THE TASK: Print these lines unchanged, starting at the line that contains "FIND low cloud" and stopping after the line that contains "[271,180,374,301]". Leave out every line before or after that stretch.

RAW DATA:
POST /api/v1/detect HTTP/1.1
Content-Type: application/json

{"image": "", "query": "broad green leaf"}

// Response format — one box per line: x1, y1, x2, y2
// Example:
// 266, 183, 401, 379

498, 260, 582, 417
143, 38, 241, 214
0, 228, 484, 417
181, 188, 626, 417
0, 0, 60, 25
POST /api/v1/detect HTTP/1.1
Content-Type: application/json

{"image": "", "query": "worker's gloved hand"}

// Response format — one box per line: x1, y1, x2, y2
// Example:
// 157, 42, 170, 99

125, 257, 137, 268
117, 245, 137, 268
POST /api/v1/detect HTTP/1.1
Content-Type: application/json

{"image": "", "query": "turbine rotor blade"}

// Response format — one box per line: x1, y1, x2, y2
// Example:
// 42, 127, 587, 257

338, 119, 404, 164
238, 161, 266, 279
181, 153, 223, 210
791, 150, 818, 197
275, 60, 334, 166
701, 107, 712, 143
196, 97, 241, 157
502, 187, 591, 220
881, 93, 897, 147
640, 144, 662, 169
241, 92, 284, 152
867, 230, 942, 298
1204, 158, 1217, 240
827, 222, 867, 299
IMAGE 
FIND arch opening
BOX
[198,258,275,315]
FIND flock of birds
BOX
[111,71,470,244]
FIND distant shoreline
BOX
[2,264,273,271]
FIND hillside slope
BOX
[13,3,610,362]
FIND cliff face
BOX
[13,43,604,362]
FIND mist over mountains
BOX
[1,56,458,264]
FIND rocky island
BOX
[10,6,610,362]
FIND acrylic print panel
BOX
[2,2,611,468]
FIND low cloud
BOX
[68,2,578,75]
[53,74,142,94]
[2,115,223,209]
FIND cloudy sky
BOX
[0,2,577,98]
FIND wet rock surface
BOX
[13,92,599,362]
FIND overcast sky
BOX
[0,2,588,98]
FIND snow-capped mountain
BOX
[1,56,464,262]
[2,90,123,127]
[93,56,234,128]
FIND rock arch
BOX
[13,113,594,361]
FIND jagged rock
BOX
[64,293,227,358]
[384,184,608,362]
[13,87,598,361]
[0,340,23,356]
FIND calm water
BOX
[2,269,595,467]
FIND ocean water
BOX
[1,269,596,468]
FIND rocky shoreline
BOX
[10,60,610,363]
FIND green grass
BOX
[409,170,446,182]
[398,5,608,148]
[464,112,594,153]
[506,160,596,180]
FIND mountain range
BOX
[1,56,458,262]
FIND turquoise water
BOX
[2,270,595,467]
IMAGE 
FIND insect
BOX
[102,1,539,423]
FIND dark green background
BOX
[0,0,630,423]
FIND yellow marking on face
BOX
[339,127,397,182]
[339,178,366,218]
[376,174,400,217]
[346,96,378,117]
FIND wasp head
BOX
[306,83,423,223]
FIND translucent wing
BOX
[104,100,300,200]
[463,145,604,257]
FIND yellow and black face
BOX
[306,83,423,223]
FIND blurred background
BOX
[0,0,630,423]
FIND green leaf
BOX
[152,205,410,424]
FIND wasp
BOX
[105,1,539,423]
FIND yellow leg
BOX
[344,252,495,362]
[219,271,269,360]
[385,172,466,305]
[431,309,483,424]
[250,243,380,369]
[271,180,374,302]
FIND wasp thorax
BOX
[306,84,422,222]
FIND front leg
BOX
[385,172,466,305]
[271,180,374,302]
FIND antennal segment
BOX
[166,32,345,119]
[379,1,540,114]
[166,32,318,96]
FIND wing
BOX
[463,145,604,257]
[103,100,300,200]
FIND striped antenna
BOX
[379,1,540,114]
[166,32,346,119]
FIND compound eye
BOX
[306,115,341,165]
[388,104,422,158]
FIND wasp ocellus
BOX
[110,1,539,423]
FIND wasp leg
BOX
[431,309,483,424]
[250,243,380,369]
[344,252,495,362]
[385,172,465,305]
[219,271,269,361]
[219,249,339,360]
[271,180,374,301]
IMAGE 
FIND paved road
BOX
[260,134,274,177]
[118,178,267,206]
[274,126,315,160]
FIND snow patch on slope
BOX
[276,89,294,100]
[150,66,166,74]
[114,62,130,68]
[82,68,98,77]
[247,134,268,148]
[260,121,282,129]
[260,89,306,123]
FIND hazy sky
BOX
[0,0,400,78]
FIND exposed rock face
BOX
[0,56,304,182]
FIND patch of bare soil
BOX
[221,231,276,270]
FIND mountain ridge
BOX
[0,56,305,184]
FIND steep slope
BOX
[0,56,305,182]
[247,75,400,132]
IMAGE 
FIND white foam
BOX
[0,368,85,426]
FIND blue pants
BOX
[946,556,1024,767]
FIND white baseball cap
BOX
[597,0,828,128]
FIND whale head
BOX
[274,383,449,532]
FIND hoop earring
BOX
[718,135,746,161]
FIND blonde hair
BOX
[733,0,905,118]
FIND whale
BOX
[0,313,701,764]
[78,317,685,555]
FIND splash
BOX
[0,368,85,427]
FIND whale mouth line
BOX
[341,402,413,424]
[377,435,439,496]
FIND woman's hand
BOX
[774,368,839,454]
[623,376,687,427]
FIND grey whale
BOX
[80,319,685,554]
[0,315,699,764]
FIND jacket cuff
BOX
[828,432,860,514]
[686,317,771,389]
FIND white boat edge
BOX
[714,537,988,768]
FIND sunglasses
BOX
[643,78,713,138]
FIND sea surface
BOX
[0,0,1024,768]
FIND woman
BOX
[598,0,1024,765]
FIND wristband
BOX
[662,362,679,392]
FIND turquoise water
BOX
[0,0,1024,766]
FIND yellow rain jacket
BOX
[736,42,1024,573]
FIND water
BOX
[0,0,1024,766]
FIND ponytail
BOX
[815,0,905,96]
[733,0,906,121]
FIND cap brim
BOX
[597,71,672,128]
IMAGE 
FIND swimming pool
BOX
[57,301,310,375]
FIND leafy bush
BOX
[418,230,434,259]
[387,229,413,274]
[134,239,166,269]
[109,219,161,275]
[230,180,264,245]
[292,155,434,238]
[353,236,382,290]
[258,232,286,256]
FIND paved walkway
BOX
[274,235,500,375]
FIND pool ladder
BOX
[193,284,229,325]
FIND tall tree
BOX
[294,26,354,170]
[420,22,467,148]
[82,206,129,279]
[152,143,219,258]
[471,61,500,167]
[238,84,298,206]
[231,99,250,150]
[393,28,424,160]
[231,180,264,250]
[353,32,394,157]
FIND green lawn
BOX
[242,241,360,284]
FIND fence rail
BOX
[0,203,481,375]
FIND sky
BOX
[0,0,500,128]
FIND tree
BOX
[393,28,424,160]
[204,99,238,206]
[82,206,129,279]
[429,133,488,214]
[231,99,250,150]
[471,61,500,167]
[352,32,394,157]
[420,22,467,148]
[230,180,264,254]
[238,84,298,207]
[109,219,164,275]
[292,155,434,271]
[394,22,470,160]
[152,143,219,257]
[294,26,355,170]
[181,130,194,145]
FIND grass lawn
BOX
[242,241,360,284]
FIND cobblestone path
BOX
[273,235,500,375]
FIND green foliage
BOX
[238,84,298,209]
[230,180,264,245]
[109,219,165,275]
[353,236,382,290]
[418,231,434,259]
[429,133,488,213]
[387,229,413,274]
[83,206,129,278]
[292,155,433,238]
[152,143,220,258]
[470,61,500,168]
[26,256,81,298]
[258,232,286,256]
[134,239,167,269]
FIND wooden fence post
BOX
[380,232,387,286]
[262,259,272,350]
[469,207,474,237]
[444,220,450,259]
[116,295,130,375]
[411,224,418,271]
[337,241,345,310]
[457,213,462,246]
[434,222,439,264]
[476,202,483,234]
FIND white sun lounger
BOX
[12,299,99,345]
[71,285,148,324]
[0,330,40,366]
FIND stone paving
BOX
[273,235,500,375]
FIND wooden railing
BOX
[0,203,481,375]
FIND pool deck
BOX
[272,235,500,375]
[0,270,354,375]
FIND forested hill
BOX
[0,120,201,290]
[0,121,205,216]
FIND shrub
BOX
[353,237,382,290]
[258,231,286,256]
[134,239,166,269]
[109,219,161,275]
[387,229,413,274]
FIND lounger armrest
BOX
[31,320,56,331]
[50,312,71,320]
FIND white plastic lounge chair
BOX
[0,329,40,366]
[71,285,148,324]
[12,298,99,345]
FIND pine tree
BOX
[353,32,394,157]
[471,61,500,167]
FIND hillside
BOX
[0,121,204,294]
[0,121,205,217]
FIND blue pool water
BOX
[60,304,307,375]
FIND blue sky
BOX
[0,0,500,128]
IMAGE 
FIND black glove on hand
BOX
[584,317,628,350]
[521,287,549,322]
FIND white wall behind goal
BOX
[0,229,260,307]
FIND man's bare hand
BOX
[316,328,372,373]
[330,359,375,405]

SOLUTION FOR THIS TASK:
FIND low cloud
BOX
[68,2,578,75]
[53,74,142,94]
[2,115,223,209]
FIND cloudy sky
BOX
[0,2,577,98]
FIND wet rock surface
BOX
[13,92,599,362]
FIND overcast sky
BOX
[0,2,588,98]
FIND snow-capped mountain
BOX
[1,56,464,262]
[2,90,123,127]
[93,56,234,128]
FIND rock arch
BOX
[13,113,594,361]
FIND jagged rock
BOX
[64,293,227,358]
[384,184,608,362]
[13,87,598,361]
[0,340,23,356]
FIND calm water
BOX
[2,269,595,467]
FIND ocean water
BOX
[1,269,596,468]
FIND rocky shoreline
BOX
[10,60,610,363]
FIND green grass
BOX
[409,170,446,182]
[398,5,608,148]
[464,112,594,153]
[506,160,596,180]
FIND mountain range
BOX
[1,56,458,262]
FIND turquoise water
BOX
[2,270,595,467]
IMAGE 
FIND insect
BOX
[102,1,539,423]
FIND dark green background
BOX
[0,0,630,423]
FIND yellow marking on face
BOX
[339,127,397,182]
[339,178,366,218]
[376,174,400,217]
[346,96,378,117]
FIND wasp head
BOX
[306,83,423,223]
FIND translucent wing
BOX
[104,100,300,200]
[463,145,604,257]
FIND yellow and black face
BOX
[306,83,423,223]
FIND blurred background
BOX
[0,0,630,423]
FIND green leaf
BOX
[152,205,410,424]
FIND wasp
BOX
[105,1,539,423]
FIND yellow leg
BOX
[344,252,495,362]
[219,271,269,360]
[385,172,466,305]
[431,309,483,424]
[250,243,380,369]
[271,180,374,302]
FIND wasp thorax
BOX
[306,84,422,222]
FIND front leg
BOX
[385,172,466,305]
[271,180,374,302]
FIND antennal segment
BOX
[166,32,345,119]
[379,1,540,114]
[166,32,318,96]
FIND wing
BOX
[463,145,604,257]
[103,100,300,200]
FIND striped antenna
BOX
[379,1,540,114]
[166,32,346,119]
FIND compound eye
BOX
[306,115,341,165]
[388,104,422,158]
FIND wasp ocellus
BOX
[110,1,539,423]
FIND wasp leg
BOX
[431,309,483,424]
[250,243,380,369]
[344,252,495,362]
[385,172,465,305]
[219,271,269,361]
[219,249,339,360]
[271,180,374,301]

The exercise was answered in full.